··· SELECTED EXCERPT ···
Funds for Development of a Drug Against Neurodegenerative Diseases
October 18, 2022
BERNVILLE, Pennsylvania – Treventis Corporation, a privately held biotechnology company, announced today that their proposal to preclinically develop a small molecule misfolding drug for frontotemporal dementia, has been awarded funding totaling $2,977,166 by the Congressionally Directed Medical Research Programs (CDMRP), part of the DOD.
Treventis’ proposal, “Development of a small molecule anti-misfolding drug for frontotemporal degeneration,” was submitted in response to the Fiscal Year 2021 (FY21) Peer Reviewed Medical Research Program – Technology/Therapeutic Development Award (PRMRP-TTDA), which was solicited for the Defense Health Agency (DHA) J9, Research and Development Directorate, by the U.S. Army Medical Research Acquisition Activity (USAMRAA).
··· EXTRACTED MATERIAL ···
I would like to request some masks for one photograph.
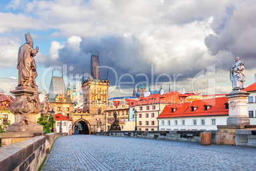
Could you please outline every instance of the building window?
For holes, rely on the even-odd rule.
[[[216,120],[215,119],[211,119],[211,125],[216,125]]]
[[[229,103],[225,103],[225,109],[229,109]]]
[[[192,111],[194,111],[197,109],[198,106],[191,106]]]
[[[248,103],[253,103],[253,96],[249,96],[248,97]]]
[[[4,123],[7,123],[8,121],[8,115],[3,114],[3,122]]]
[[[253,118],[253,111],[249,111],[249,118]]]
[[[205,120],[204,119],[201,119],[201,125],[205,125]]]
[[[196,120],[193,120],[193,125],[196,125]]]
···
··· EXTRACTED MATERIAL ···
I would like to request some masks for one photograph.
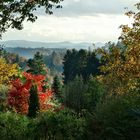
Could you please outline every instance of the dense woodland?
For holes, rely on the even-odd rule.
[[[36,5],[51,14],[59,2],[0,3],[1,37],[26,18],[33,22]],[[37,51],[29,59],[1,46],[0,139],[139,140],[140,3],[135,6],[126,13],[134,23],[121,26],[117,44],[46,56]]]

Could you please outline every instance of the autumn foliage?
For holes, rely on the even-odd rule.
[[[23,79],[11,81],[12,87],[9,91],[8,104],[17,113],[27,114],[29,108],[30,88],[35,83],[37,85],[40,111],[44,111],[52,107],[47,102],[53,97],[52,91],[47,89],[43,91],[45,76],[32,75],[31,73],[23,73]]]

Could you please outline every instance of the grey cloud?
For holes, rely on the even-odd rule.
···
··· EXTRACTED MATERIAL ···
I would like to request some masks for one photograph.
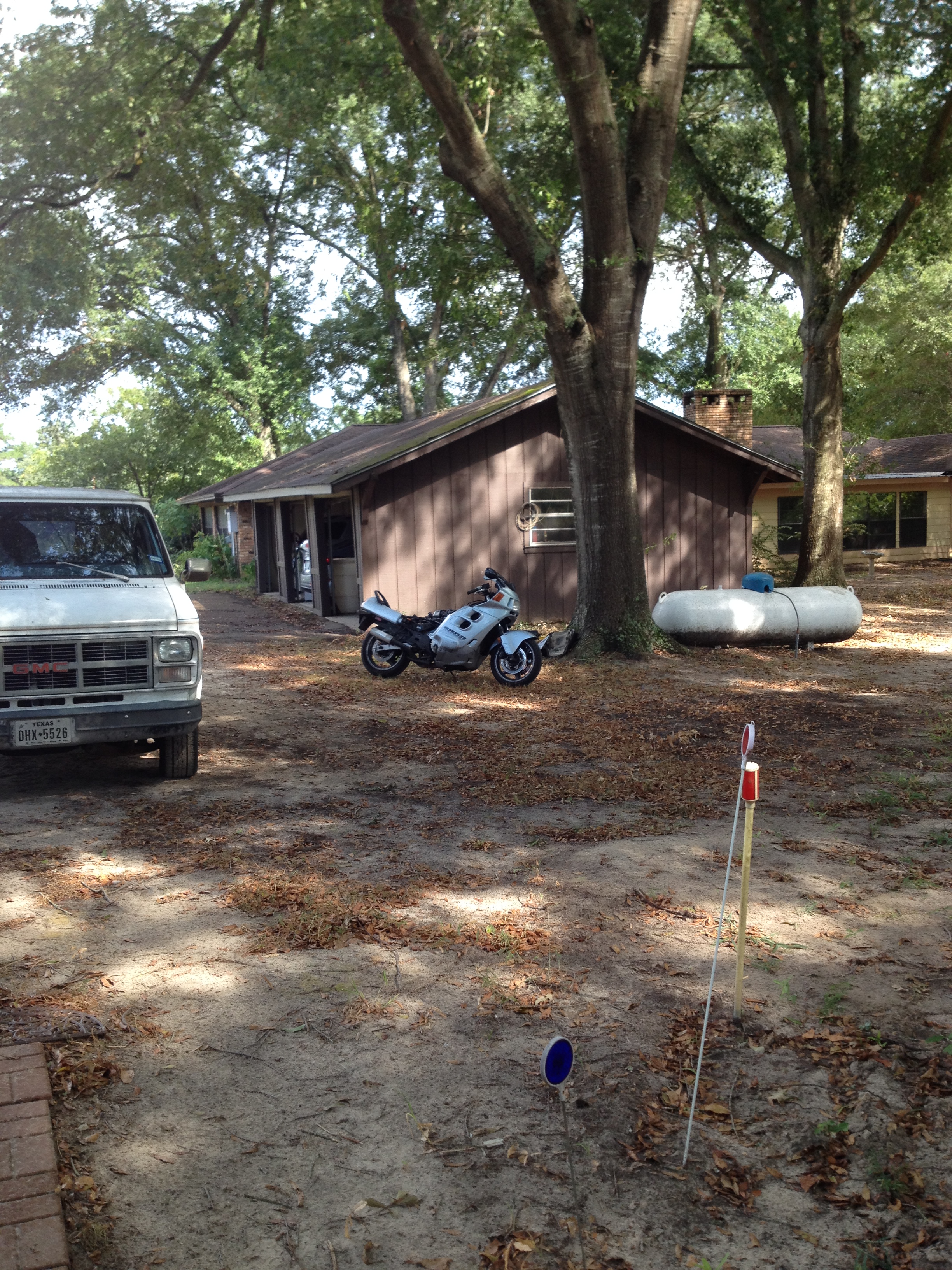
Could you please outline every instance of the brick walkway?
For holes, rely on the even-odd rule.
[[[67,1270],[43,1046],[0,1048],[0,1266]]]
···
*CHECK YOUR UNDERSTANDING*.
1) From the funding announcement above, retype everything from "Funds for Development" down to "of the DOD.".
2) Using the funding announcement, state whether each statement agrees with it, answering yes or no and quoting the words that decide it:
(a) Treventis Corporation is a publicly traded company.
(b) The award to Treventis totals $2,977,166.
(c) The proposal responded to a Fiscal Year 2022 program.
3) According to the funding announcement, for which disease is Treventis developing its small molecule misfolding drug?

*SOLUTION LIST*.
1)
Funds for Development of a Drug Against Neurodegenerative Diseases
October 18, 2022
BERNVILLE, Pennsylvania – Treventis Corporation, a privately held biotechnology company, announced today that their proposal to preclinically develop a small molecule misfolding drug for frontotemporal dementia, has been awarded funding totaling $2,977,166 by the Congressionally Directed Medical Research Programs (CDMRP), part of the DOD.

2)
(a) No: "a privately held biotechnology company"
(b) Yes: "funding totaling $2,977,166"
(c) No: "the Fiscal Year 2021 (FY21) Peer Reviewed Medical Research Program"

3) Frontotemporal dementia.